Data rows ->
┄┄┄┄┄┄┄┄┄┄┄┄┄┄┄┄┄┄┄┄

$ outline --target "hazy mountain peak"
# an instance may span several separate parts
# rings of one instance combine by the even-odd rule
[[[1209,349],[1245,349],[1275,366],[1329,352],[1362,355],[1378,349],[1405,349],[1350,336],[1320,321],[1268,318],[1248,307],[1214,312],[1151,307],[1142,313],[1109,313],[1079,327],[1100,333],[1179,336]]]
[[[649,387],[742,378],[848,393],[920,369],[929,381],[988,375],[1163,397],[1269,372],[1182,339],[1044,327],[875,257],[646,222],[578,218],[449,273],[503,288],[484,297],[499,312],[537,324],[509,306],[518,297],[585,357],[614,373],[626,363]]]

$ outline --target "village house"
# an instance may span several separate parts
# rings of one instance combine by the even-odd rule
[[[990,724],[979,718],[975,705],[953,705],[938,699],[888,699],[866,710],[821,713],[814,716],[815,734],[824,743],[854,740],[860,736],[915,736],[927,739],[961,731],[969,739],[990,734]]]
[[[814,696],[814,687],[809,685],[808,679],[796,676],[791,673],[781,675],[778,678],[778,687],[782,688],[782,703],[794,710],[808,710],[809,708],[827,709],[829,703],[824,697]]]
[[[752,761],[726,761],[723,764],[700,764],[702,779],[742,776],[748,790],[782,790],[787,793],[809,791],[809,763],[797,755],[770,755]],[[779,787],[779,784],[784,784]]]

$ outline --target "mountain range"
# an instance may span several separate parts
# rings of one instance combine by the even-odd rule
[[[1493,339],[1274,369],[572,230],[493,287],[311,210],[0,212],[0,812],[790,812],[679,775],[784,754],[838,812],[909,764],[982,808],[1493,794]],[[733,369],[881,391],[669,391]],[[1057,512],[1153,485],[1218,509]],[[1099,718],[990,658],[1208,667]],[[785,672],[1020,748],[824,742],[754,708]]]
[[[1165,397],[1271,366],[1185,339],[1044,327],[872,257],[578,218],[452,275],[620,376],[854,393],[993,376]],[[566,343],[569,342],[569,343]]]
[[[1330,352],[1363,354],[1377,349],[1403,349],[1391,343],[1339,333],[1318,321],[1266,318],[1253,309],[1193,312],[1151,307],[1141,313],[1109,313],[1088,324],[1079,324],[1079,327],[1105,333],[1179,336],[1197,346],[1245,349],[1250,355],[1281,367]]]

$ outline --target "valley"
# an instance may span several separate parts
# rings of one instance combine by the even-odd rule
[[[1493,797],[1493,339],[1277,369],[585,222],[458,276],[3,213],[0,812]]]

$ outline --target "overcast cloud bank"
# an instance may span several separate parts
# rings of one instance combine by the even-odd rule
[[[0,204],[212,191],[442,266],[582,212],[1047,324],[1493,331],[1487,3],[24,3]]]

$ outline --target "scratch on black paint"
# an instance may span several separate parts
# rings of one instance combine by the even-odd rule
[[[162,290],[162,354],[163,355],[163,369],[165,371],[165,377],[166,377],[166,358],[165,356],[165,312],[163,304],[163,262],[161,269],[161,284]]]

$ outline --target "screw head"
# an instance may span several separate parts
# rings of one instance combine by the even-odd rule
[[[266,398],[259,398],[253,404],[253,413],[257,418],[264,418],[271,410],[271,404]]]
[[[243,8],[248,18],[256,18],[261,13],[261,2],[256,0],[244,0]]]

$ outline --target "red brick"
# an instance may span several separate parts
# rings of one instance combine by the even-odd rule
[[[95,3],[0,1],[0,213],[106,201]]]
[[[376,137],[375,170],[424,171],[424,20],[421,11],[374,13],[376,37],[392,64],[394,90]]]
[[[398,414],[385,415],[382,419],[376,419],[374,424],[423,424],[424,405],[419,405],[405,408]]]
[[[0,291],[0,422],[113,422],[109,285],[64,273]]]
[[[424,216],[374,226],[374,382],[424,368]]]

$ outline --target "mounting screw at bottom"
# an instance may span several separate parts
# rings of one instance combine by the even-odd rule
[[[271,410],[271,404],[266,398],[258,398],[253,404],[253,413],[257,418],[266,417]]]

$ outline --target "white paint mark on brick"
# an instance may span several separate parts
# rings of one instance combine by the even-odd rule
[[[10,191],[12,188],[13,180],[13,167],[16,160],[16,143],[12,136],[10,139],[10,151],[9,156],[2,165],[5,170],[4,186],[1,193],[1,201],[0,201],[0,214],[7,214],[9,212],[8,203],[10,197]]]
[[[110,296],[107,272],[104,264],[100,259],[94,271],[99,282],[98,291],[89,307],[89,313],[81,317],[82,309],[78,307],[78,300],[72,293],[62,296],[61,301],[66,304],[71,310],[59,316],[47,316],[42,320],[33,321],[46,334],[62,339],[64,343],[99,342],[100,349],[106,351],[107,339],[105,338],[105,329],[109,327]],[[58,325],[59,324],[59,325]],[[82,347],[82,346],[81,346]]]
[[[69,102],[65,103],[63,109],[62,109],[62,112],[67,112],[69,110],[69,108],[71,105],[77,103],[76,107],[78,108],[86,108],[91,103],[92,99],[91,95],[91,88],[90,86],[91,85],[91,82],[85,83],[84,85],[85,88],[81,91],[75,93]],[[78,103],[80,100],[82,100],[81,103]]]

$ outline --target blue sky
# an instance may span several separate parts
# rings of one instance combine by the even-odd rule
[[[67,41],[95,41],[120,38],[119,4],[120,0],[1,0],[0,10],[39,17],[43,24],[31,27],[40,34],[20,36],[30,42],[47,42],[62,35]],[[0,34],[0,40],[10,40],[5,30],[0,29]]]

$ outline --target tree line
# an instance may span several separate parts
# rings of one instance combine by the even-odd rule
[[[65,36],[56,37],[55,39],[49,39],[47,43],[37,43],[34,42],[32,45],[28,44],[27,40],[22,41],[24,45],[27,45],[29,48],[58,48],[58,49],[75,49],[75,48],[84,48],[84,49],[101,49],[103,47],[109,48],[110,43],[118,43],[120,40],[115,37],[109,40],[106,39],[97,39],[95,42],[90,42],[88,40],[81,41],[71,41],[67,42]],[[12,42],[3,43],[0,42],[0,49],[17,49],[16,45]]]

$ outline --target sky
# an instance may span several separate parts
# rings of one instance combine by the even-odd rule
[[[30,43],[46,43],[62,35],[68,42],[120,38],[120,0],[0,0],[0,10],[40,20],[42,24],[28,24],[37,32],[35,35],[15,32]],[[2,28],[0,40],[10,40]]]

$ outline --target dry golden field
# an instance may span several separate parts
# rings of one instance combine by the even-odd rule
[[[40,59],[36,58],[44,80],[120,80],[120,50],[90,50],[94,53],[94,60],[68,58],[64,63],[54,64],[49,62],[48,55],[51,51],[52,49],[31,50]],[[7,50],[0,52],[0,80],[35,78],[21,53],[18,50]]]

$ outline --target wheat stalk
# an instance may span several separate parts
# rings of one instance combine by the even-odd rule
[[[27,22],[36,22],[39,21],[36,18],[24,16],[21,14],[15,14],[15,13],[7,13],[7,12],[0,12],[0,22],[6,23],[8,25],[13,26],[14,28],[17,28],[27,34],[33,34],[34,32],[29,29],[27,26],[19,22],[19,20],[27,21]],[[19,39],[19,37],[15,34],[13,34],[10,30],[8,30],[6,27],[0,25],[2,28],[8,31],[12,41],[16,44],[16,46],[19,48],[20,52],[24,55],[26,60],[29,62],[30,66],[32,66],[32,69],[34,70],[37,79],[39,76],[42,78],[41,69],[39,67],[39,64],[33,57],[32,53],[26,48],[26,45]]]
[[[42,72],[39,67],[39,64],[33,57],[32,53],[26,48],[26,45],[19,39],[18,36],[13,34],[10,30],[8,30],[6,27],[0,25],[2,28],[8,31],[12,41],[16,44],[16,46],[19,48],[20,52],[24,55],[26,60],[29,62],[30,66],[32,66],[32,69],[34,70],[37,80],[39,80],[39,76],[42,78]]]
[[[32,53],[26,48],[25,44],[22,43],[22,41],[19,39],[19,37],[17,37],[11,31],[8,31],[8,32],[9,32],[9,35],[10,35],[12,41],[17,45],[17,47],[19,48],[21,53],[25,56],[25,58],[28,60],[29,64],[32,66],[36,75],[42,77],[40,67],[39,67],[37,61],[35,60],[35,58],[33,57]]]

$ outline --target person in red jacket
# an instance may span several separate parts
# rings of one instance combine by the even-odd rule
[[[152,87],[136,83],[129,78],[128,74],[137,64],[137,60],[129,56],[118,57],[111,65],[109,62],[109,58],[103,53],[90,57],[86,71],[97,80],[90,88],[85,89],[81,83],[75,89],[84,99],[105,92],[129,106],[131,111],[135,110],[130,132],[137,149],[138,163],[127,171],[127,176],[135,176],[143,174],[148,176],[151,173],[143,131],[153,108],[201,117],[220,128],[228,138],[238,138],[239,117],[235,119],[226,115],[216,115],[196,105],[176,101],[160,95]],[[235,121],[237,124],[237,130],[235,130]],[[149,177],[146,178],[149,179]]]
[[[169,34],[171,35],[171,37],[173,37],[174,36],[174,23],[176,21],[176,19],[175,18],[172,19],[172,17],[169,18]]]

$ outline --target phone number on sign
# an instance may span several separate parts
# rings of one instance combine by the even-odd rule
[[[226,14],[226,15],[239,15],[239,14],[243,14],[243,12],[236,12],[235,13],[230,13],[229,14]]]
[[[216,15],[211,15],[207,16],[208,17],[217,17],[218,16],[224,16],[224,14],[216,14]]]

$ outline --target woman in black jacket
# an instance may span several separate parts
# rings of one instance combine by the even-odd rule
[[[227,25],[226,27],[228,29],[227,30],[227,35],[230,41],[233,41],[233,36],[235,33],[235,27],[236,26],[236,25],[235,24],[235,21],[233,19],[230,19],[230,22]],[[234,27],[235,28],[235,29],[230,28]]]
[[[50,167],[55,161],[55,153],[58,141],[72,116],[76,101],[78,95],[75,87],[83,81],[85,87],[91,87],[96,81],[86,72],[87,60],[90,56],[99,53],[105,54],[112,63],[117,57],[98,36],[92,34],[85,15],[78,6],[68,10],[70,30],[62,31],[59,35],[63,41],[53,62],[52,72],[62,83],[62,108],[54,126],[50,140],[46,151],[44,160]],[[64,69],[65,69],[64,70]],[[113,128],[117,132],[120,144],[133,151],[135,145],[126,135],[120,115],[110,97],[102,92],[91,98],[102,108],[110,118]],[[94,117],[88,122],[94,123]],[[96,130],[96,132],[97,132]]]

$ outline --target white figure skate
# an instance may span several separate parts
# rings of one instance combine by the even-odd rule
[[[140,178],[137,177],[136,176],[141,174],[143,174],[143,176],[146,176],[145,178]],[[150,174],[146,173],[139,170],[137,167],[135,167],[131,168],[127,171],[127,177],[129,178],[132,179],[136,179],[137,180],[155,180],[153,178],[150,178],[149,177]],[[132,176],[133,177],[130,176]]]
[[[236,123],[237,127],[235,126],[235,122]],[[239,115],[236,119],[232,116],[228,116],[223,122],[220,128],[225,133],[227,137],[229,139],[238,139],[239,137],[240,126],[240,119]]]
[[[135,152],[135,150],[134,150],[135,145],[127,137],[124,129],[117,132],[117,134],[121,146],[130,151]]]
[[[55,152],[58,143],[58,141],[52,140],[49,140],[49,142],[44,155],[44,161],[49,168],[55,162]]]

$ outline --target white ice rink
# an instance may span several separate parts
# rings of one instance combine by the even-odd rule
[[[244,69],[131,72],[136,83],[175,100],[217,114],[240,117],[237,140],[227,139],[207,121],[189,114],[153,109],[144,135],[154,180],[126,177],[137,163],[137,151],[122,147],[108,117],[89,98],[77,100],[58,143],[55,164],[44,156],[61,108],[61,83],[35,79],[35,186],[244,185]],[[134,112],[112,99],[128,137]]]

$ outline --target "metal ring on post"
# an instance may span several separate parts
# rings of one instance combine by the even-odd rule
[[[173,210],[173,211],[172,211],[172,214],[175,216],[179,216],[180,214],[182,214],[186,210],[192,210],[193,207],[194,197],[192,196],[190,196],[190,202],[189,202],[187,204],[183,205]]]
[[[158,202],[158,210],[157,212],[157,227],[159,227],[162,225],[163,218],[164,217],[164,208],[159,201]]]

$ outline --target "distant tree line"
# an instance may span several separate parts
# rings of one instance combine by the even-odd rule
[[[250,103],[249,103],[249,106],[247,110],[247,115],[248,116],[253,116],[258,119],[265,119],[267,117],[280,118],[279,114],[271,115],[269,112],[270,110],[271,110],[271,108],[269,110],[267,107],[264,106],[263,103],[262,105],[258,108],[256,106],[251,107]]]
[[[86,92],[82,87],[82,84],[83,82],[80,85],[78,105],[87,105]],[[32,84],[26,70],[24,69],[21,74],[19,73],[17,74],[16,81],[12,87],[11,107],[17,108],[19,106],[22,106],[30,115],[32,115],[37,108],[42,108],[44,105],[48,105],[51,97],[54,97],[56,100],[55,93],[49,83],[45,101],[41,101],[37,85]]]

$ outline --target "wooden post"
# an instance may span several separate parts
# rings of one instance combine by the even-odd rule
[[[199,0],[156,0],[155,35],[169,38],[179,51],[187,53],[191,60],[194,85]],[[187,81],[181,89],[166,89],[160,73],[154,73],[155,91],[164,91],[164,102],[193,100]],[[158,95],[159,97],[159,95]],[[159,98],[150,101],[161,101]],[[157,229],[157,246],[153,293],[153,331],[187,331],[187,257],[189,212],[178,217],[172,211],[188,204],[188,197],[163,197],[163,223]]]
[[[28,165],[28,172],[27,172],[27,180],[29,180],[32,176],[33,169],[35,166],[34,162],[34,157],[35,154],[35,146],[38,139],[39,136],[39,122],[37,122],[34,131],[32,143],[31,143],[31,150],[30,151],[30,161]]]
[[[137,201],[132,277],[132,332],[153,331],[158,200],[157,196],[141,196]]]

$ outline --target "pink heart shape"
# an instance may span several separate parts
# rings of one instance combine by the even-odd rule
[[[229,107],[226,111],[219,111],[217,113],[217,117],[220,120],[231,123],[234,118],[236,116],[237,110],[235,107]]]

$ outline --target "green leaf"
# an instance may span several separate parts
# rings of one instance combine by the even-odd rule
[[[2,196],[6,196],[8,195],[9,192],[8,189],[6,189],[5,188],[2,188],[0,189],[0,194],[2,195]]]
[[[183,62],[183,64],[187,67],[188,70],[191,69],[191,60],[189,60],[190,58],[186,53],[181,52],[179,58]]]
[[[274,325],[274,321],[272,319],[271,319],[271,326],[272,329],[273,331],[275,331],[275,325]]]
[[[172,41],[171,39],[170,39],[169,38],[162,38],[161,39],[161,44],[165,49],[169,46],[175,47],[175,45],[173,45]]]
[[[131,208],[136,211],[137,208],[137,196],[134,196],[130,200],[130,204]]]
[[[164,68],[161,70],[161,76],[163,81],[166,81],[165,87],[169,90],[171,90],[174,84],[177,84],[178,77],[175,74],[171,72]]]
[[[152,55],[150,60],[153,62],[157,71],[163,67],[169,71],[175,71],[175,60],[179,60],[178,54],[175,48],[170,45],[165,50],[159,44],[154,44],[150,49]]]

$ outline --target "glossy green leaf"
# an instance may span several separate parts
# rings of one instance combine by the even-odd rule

┄┄┄┄┄┄┄┄┄┄┄┄┄┄┄┄┄┄┄┄

Task description -> Identify each line of the material that contains the word "white" and copy those lines out.

Solution ->
$ outline --target "white paint mark on brick"
$ outline --target white figure skate
$ outline --target white ice rink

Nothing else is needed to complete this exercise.